● ACTIVITY
Starting at the first line and ending at the last, output the data exactly.

——————

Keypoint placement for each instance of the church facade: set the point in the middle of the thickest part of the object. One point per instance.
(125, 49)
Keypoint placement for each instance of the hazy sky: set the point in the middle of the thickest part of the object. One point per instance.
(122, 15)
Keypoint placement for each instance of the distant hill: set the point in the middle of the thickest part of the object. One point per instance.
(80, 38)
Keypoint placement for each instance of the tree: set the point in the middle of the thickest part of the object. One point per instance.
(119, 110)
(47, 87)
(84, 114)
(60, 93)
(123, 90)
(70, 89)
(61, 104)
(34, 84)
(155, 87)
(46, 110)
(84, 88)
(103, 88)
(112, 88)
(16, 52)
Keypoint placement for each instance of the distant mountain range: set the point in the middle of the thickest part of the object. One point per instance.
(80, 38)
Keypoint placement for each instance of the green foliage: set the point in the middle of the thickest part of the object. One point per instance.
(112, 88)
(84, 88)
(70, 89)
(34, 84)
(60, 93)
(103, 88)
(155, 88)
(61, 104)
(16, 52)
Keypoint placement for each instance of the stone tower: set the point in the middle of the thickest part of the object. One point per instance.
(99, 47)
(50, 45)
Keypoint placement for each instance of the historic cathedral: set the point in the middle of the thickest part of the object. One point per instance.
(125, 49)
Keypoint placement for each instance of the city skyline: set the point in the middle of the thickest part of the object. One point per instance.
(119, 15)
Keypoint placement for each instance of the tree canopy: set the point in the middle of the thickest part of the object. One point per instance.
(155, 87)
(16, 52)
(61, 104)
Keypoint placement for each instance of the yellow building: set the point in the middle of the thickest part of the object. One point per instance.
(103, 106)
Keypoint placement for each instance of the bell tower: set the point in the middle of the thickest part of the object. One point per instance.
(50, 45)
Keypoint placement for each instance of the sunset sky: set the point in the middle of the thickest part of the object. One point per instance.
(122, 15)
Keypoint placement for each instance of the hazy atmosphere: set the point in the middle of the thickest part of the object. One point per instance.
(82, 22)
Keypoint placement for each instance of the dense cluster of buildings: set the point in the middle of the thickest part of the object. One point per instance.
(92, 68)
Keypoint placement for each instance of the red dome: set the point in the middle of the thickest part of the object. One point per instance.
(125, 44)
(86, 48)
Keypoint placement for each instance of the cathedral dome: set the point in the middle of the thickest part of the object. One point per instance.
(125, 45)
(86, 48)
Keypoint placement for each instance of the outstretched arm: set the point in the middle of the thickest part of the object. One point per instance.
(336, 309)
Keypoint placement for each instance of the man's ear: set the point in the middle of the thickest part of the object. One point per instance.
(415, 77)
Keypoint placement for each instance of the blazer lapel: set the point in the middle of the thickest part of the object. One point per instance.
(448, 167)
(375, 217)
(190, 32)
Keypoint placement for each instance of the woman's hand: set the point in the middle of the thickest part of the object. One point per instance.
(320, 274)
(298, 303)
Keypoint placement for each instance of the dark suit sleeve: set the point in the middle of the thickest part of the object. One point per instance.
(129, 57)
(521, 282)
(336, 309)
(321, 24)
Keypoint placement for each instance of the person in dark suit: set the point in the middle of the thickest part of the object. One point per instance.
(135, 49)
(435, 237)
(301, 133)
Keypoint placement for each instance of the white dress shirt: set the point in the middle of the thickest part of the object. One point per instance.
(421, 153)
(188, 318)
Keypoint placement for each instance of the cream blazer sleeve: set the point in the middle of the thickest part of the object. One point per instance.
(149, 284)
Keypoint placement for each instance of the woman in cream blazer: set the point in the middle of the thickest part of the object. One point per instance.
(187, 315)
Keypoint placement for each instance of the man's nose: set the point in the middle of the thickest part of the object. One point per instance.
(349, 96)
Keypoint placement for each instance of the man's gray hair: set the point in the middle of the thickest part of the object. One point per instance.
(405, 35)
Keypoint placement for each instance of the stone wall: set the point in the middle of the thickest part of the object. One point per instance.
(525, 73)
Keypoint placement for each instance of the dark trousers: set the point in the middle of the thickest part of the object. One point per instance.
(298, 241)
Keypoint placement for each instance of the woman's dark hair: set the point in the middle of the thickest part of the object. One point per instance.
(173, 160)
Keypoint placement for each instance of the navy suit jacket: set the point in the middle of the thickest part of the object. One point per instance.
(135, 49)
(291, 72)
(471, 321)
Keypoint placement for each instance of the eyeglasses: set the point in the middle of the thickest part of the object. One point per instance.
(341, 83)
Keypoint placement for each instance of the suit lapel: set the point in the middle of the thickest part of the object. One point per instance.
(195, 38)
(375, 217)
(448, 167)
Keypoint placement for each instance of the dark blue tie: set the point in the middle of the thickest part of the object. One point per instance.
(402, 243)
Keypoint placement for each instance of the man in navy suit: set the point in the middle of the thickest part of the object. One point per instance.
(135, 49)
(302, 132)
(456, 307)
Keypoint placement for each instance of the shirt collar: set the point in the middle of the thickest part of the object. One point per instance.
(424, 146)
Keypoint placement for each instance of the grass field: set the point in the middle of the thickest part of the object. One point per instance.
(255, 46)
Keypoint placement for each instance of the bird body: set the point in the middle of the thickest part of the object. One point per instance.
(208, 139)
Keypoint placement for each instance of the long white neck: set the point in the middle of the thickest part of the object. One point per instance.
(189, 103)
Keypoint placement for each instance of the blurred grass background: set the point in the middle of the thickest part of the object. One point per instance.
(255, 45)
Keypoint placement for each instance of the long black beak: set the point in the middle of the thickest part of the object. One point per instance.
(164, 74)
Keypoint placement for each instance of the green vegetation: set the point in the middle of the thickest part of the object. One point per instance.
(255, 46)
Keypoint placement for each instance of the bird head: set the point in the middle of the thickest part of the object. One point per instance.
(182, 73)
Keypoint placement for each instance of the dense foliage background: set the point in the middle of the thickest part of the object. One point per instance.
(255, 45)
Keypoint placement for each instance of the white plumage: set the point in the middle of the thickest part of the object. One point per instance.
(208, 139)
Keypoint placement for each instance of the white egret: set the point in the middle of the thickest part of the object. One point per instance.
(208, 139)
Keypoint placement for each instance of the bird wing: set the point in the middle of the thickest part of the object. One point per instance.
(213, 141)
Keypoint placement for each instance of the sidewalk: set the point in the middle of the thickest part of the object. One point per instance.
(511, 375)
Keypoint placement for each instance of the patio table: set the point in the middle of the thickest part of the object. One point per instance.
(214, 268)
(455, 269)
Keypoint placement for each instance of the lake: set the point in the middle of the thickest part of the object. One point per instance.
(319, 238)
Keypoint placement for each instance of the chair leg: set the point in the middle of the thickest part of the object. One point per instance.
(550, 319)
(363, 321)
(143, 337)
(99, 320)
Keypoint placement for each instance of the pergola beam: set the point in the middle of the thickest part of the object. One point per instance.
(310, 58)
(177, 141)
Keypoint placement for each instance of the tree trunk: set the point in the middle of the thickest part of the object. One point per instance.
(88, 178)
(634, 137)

——————

● REPLY TO THE TASK
Keypoint placement for each instance of the church facade: set the point in the middle of the thickest part of the object. One point per instance.
(125, 49)
Keypoint placement for each instance of the hazy sky: set the point in the middle of the thickest part of the object. One point per instance.
(122, 15)
Keypoint placement for each instance of the distant hill: set the point in the middle of the thickest part of the object. One point per instance.
(80, 38)
Keypoint placement for each instance of the tree: set the point in the middle of the thickest part of the object. One point per instance.
(119, 110)
(47, 87)
(84, 114)
(60, 93)
(123, 90)
(70, 89)
(61, 104)
(34, 84)
(155, 87)
(46, 110)
(84, 88)
(103, 88)
(112, 88)
(16, 52)
Keypoint placement for each instance of the distant mountain range: set the point in the middle of the thickest part of the object. One point per instance.
(80, 38)
Keypoint placement for each instance of the green foliage: set the point in the middle of the thickest part of the object. One point per instance.
(112, 88)
(84, 88)
(70, 89)
(34, 84)
(60, 93)
(103, 88)
(155, 88)
(61, 104)
(16, 52)
Keypoint placement for each instance of the stone tower: set the point in the middle of the thickest part of the object. One point per instance.
(99, 47)
(50, 45)
Keypoint placement for each instance of the historic cathedral: set the point in the middle of the thickest part of the object. One point per instance.
(125, 49)
Keypoint placement for each instance of the city skyline: set the point in the middle of the thickest part of the object. One point per instance.
(119, 15)
Keypoint placement for each instance of the tree canopy: set the point in the middle of the thickest part of the object. One point per instance.
(155, 87)
(16, 52)
(61, 104)
Keypoint placement for each instance of the yellow building: set the point in the middle of the thickest part of the object. One point per instance.
(103, 106)
Keypoint placement for each instance of the bell tower: set the point in the middle of the thickest part of the object. One point per instance.
(50, 45)
Keypoint placement for each instance of the sunset sky: set the point in the middle of the thickest part of the object. One point per instance.
(122, 15)
Keypoint placement for each instance of the hazy atmosphere: set the point in the middle of the thickest part of the object. One point per instance.
(82, 22)
Keypoint placement for each instance of the dense cluster of buildings: set the point in the middle of the thickest part of the object. One point per instance.
(92, 68)
Keypoint placement for each instance of the red dome: set the point in the middle of the thickest part of the object. One point per instance.
(125, 44)
(86, 48)
Keypoint placement for each instance of the cathedral dome: set the point in the middle of the thickest part of the object. One point per instance.
(125, 45)
(86, 48)
Keypoint placement for each instance of the outstretched arm: set the point in the middle of the thickest part of the object. One point per instance.
(336, 309)
Keypoint placement for each instance of the man's ear: set the point in the middle of the thickest part of the object. One point per instance.
(415, 77)
Keypoint placement for each instance of the blazer lapel: set the point in the middle of the thickest part of the object. One point per instance.
(448, 167)
(375, 217)
(190, 32)
Keypoint placement for each instance of the woman's hand: set the point in the middle of the thickest part of the object. One point per instance.
(320, 274)
(298, 303)
Keypoint placement for each instance of the dark suit sleeve: set the point in the middle of the thickest part of the object. One point per instance.
(129, 57)
(521, 282)
(336, 309)
(321, 24)
Keypoint placement for each instance of the person in dark suit: set the point in the middle of the thickest part of the object. One point per instance.
(135, 49)
(435, 237)
(301, 133)
Keypoint placement for each instance of the white dress shirt: set the point in the middle of the thickest part of the object. One point per instance.
(421, 153)
(188, 318)
Keypoint placement for each instance of the cream blazer sleeve: set the point in the middle of the thickest part of the object. One point per instance.
(149, 284)
Keypoint placement for each instance of the woman in cream blazer: set the point in the middle of the thickest part of the object. One point per instance.
(187, 315)
Keypoint placement for each instance of the man's nose: set the point in the middle of the thickest part of the object. One point per instance.
(349, 96)
Keypoint placement for each instance of the man's gray hair: set the point in the middle of the thickest part of the object. One point per instance.
(405, 35)
Keypoint placement for each instance of the stone wall: set the point in the middle of the thickest part of the object. One point per instance.
(525, 73)
Keypoint placement for each instance of the dark trousers: set the point in the middle of the thickest part of the object. One point per instance.
(298, 241)
Keypoint placement for each instance of the woman's dark hair: set the point in the middle of the thickest part of the object. One point per instance.
(173, 160)
Keypoint placement for each instance of the navy suit jacket: set the point in the middle of the thickest part of the object. One point per instance.
(135, 49)
(291, 72)
(471, 321)
Keypoint placement for each instance of the eyeglasses: set the point in the middle of the thickest part of the object. One point per instance.
(341, 83)
Keypoint placement for each instance of the suit lapel: set the point in the middle of the thickest part of the object. One point per instance.
(195, 38)
(375, 217)
(448, 167)
Keypoint placement for each instance of the dark blue tie: set the point in the middle of the thickest part of the object. One point per instance.
(402, 243)
Keypoint placement for each instance of the man in navy suit: set the point in the middle of the thickest part of the object. One point per instance.
(135, 49)
(302, 132)
(456, 307)
Keypoint placement for each instance of the shirt collar: set the point in the middle of the thickest part of the object. One point per instance.
(424, 146)
Keypoint placement for each instance of the grass field: set the point in the middle of the thickest part of the object. One point per instance.
(255, 46)
Keypoint placement for each instance of the bird body: set the point in the middle of the thickest part of the object. One point per instance.
(208, 139)
Keypoint placement for each instance of the long white neck: set the point in the middle of the thickest part of the object. One point per instance.
(189, 103)
Keypoint placement for each instance of the blurred grass background: set the point in the middle of the thickest part of the object. One point per instance.
(255, 45)
Keypoint placement for each instance of the long black beak: set the point in the middle of the thickest part of the object. One point per instance.
(164, 74)
Keypoint placement for each instance of the green vegetation: set the point in the middle of the thickest part of the object. One point per instance.
(255, 46)
Keypoint placement for each instance of the bird head: set the point in the middle of the thickest part of the object. One point per instance.
(182, 73)
Keypoint placement for each instance of the dense foliage background: set the point in the middle of the thickest part of the object. One point per instance.
(255, 45)
Keypoint placement for each instance of the white plumage: set the point in the middle of the thickest part of the object. One point per instance.
(208, 139)
Keypoint placement for each instance of the white egret: set the point in the middle of the thickest part of the object. One point per instance.
(208, 139)
Keypoint placement for each instance of the bird wing: set the point in the middle of the thickest part of the object. One point per instance.
(213, 141)
Keypoint placement for each instance of the sidewalk: set the point in the middle of the thickest part of the object. One point per instance.
(511, 375)
Keypoint placement for each instance of the patio table: set the point in the middle of the thickest part of the object. One point per instance.
(214, 268)
(455, 269)
Keypoint placement for each instance of the lake: set the point in the middle of the thickest part of the object. One point per instance.
(319, 238)
Keypoint placement for each instance of the chair leg: set the point in the middle of the thickest part of the object. One point per instance.
(550, 319)
(363, 321)
(143, 337)
(99, 320)
Keypoint placement for each instance of the pergola beam: set the point in the middle of the thickest part of the object. One point per instance.
(310, 58)
(177, 141)
Keypoint placement for each instance of the tree trunk: set the point in the middle of the thickest part of the object. One point per instance.
(88, 178)
(634, 137)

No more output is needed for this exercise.